**Goal A:**
In the configuration patch below, what default value is assigned to tasks_per_node when compute.tasks_per_node is not set?

── Extracted text

From 95a628ebbd74fb093fb78532146c1fb3568c8466 Mon Sep 17 00:00:00 2001
From: Farnaz Kohankhaki <fkohankh8@gmail.com>
Date: Wed, 22 Oct 2025 19:51:03 -0400
Subject: [PATCH 7/8] updated compute config to set default value for number of
 tasks per node.

---
 templates/configs/_global.yaml                   | 13 ++++++-------
 templates/configs/compute/killarney/h100_1x.yaml | 12 ++++++------
 templates/configs/compute/killarney/h100_2x.yaml | 12 ++++++------
 templates/configs/compute/killarney/h100_4x.yaml | 12 ++++++------
 templates/configs/compute/killarney/h100_8x.yaml | 12 ++++++------
 templates/configs/compute/killarney/l40s_1x.yaml | 10 +++++-----
 templates/configs/compute/killarney/l40s_2x.yaml | 12 ++++++------
 templates/configs/compute/killarney/l40s_4x.yaml | 12 ++++++------
 8 files changed, 47 insertions(+), 48 deletions(-)

diff --git a/templates/configs/_global.yaml b/templates/configs/_global.yaml
index 8788422..80c89e0 100644
--- a/templates/configs/_global.yaml
+++ b/templates/configs/_global.yaml
@@ -20,14 +20,13 @@ hydra:
   launcher:
     submitit_folder: ${hydra.sweep.dir}/submitit_logs/%j
     nodes: ${oc.select:compute.nodes,null}
-    gpus_per_node: ${oc.select:compute.slurm.gpus_per_node, ${compute.gpus_per_node}}
-    tasks_per_node: ${oc.select:compute.tasks_per_node, ${compute.gpus_per_node}}
-    cpus_per_task: ${compute.cpus_per_task}
+    tasks_per_node: ${oc.select:compute.tasks_per_node, 1}
+    cpus_per_task: ${oc.select:compute.cpus_per_task, 4}
     mem_gb: ${compute.mem_gb}
     timeout_min: ${compute.timeout_min}
-    gres: ${oc.select:compute.gres,null}
-    partition: ${oc.select:compute.slurm.partition,null}
-    qos: ${oc.select:compute.slurm.qos,null}
+    gres: ${oc.select:compute.gres, null}
+    partition: ${oc.select:compute.slurm.partition, null}
+    qos: ${oc.select:compute.slurm.qos, null}
     account: ${user.slurm.account}
     max_num_timeout: 2
-    additional_parameters: ${oc.select:user.slurm.additional_parameters, {}}
+    additional_parameters: ${oc.select:compute.slurm.additional_parameters, ${oc.select:user.slurm.additional_parameters, {}}}
diff --git a/templates/configs/compute/killarney/h100_1x.yaml b/templates/configs/compute/killarney/h100_1x.yaml
index 7bc9632..a002a91 100644
--- a/templates/configs/compute/killarney/h100_1x.yaml
+++ b/templates/configs/compute/killarney/h100_1x.yaml
@@ -2,11 +2,11 @@ cluster: killarney
 nodes: 1
 gpu_type: h100
 gpus_per_node: 1
-time_limit: "1:00:00"

────

**Goal B:**
Tally the lines in the rows below that contain the word "tree", and state only the resulting number.

── Data supplied

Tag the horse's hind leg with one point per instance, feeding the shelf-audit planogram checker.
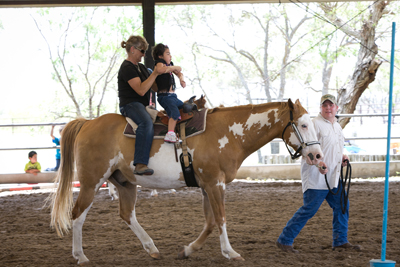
(207, 230)
(127, 200)
(79, 212)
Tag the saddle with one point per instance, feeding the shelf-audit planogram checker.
(191, 117)
(185, 112)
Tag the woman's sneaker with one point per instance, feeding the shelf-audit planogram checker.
(170, 137)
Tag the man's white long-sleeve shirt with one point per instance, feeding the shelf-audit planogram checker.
(331, 137)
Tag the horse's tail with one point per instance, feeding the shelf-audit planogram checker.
(61, 200)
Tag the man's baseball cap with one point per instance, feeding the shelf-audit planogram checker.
(328, 97)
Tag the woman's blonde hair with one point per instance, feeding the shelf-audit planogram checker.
(136, 41)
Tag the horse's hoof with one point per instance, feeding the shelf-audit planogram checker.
(83, 263)
(181, 255)
(155, 256)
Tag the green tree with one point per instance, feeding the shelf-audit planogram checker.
(367, 62)
(85, 52)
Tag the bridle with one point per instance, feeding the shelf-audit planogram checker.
(299, 137)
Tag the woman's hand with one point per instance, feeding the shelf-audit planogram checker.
(345, 157)
(183, 83)
(160, 69)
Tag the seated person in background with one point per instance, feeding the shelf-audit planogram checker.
(166, 88)
(33, 166)
(57, 142)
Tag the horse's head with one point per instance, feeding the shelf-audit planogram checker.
(300, 134)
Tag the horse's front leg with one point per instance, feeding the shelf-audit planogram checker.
(207, 230)
(82, 206)
(127, 200)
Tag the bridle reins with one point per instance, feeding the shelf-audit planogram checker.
(303, 144)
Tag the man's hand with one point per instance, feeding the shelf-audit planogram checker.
(344, 163)
(323, 169)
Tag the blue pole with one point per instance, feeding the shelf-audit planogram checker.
(386, 195)
(383, 261)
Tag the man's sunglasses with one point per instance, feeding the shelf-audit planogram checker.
(141, 50)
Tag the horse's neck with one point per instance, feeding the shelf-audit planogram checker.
(253, 126)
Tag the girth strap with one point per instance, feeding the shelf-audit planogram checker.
(184, 146)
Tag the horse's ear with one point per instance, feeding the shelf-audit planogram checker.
(290, 103)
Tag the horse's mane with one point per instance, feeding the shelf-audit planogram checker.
(241, 107)
(284, 109)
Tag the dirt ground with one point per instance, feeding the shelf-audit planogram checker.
(256, 214)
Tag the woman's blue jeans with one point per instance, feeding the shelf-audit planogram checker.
(312, 200)
(171, 104)
(144, 133)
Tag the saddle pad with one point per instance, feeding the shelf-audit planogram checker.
(194, 126)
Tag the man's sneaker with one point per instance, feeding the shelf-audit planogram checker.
(141, 169)
(286, 248)
(348, 246)
(170, 137)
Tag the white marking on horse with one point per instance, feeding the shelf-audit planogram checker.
(226, 247)
(261, 119)
(114, 161)
(146, 240)
(220, 183)
(77, 250)
(293, 139)
(166, 170)
(222, 142)
(236, 129)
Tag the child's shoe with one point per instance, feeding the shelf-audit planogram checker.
(170, 137)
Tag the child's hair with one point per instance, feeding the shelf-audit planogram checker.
(159, 50)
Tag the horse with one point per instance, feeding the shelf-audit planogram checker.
(112, 191)
(100, 152)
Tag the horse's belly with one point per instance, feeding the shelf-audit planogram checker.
(167, 171)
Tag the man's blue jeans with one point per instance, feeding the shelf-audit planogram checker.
(312, 200)
(144, 133)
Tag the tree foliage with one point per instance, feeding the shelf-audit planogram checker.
(84, 49)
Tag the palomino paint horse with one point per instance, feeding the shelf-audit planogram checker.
(112, 191)
(102, 153)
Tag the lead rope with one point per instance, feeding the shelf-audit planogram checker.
(343, 196)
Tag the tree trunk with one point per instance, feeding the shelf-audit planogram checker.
(366, 67)
(326, 75)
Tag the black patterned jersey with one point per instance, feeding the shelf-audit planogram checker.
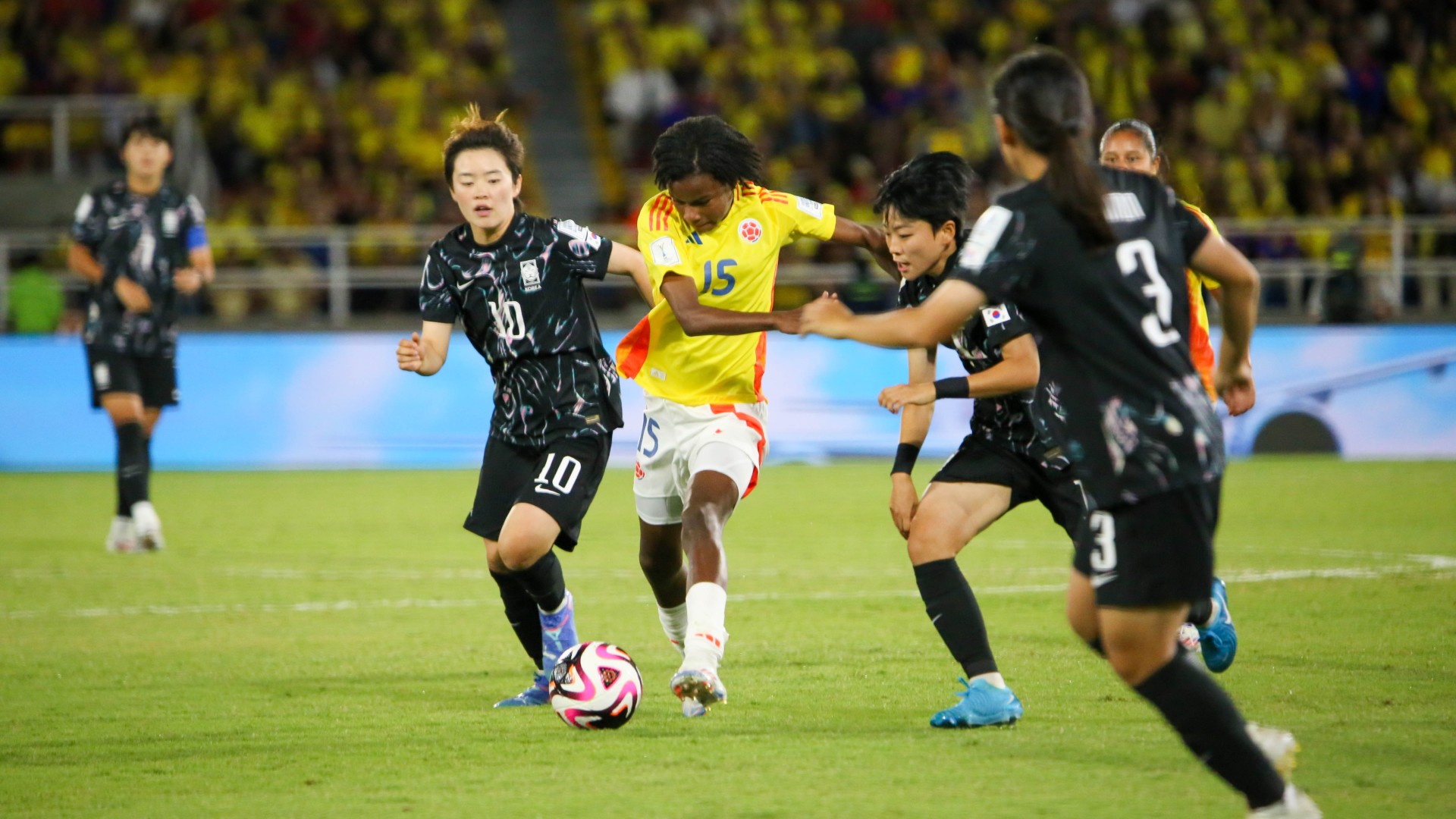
(146, 240)
(1021, 422)
(1114, 330)
(525, 309)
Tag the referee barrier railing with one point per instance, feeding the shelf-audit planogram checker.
(312, 276)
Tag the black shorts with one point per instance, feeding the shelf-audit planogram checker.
(1150, 553)
(983, 463)
(560, 479)
(153, 378)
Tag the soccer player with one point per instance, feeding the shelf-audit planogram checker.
(711, 241)
(1130, 145)
(1082, 251)
(139, 242)
(516, 283)
(1005, 461)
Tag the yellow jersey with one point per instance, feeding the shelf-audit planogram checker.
(1200, 349)
(736, 265)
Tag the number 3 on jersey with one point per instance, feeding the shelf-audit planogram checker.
(711, 283)
(1158, 324)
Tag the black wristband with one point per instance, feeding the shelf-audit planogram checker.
(952, 388)
(905, 458)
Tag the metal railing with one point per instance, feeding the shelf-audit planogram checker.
(191, 164)
(335, 262)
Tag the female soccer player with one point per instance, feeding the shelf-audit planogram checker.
(1128, 145)
(516, 283)
(1082, 253)
(140, 242)
(711, 241)
(1005, 461)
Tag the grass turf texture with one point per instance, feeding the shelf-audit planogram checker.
(328, 643)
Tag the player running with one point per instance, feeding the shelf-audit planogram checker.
(516, 283)
(1081, 251)
(1130, 145)
(1005, 461)
(711, 241)
(139, 242)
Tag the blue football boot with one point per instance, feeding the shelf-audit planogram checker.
(558, 632)
(982, 704)
(533, 695)
(1219, 642)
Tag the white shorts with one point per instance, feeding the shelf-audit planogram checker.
(677, 442)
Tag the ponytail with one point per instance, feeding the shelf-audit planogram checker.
(1044, 98)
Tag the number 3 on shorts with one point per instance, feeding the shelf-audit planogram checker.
(563, 480)
(1104, 557)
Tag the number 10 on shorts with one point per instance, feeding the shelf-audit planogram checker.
(563, 480)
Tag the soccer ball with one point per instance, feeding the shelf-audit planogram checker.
(1188, 637)
(595, 686)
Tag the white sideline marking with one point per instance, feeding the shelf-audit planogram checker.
(1435, 567)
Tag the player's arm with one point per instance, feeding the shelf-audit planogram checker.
(702, 319)
(1239, 283)
(868, 238)
(915, 425)
(425, 352)
(628, 261)
(932, 322)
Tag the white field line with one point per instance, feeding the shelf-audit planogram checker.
(1438, 567)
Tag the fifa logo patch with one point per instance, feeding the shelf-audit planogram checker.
(530, 279)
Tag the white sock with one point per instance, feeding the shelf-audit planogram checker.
(707, 607)
(674, 624)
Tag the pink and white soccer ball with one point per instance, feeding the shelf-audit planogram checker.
(595, 686)
(1188, 637)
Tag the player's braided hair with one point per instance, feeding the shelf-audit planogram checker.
(932, 187)
(705, 145)
(475, 131)
(1044, 98)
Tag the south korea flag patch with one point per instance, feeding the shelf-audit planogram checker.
(995, 315)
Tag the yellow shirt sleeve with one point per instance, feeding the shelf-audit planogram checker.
(799, 218)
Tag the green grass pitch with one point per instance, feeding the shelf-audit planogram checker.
(329, 645)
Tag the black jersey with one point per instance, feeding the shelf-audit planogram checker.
(1017, 422)
(147, 240)
(525, 308)
(1114, 328)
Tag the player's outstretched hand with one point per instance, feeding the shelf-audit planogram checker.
(824, 316)
(188, 280)
(897, 397)
(410, 354)
(1237, 388)
(133, 297)
(903, 502)
(789, 319)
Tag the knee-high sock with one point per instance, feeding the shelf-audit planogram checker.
(1212, 727)
(952, 611)
(544, 582)
(520, 613)
(131, 466)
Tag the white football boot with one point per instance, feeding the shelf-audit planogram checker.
(123, 537)
(1296, 805)
(1277, 745)
(149, 526)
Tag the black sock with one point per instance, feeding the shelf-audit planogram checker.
(951, 607)
(520, 613)
(131, 466)
(544, 582)
(1200, 613)
(1213, 729)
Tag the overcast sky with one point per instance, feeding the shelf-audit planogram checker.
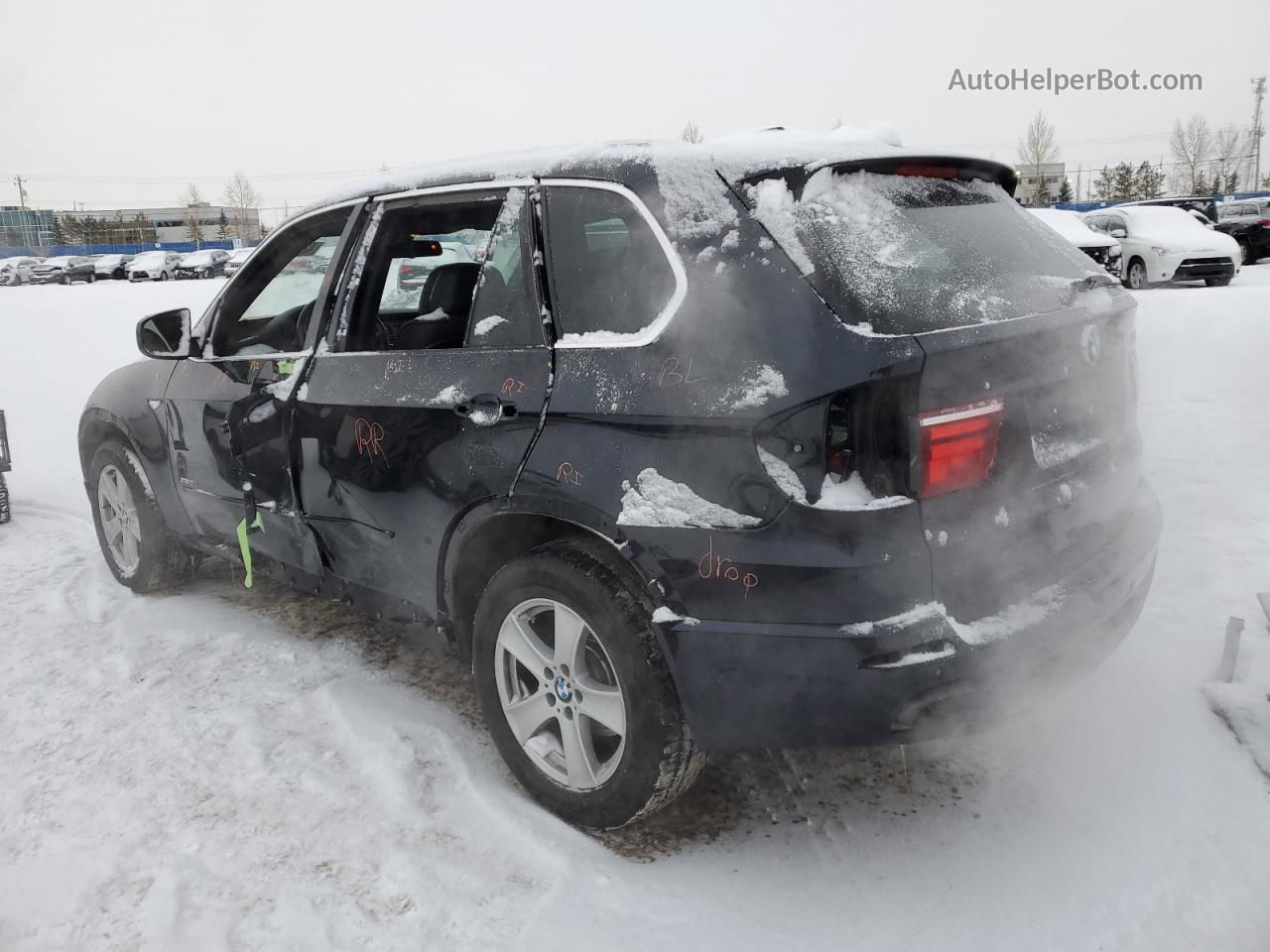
(122, 103)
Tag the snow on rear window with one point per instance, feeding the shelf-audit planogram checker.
(910, 254)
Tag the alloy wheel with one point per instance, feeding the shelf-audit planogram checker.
(119, 524)
(561, 693)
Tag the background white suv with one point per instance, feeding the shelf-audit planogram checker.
(1160, 244)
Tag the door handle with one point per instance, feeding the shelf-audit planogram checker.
(485, 409)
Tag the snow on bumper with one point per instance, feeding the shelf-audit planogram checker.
(910, 675)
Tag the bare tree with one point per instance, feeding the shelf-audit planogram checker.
(1192, 148)
(191, 198)
(243, 199)
(1229, 151)
(1037, 150)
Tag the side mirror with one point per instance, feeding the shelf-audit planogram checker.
(166, 335)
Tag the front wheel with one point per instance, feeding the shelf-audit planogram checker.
(575, 692)
(130, 526)
(1135, 278)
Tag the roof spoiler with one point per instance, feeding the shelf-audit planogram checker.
(949, 167)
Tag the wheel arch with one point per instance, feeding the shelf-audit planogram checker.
(493, 534)
(150, 449)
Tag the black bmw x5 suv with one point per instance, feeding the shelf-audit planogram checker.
(781, 442)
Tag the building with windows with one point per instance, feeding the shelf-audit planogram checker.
(172, 225)
(21, 227)
(1039, 184)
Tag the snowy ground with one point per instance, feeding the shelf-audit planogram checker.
(264, 771)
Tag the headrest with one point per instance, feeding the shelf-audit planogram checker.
(449, 289)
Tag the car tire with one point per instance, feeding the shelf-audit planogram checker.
(130, 527)
(1135, 275)
(620, 777)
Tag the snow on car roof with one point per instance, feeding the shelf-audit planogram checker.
(1072, 227)
(734, 157)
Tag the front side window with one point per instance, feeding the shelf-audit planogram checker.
(445, 272)
(268, 306)
(611, 278)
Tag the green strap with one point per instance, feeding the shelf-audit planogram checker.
(246, 549)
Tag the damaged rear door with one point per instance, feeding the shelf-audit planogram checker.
(431, 391)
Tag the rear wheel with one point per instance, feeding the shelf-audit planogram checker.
(575, 692)
(1135, 277)
(130, 526)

────

**Written reply A:**
The default value is 1.

**Written reply B:**
4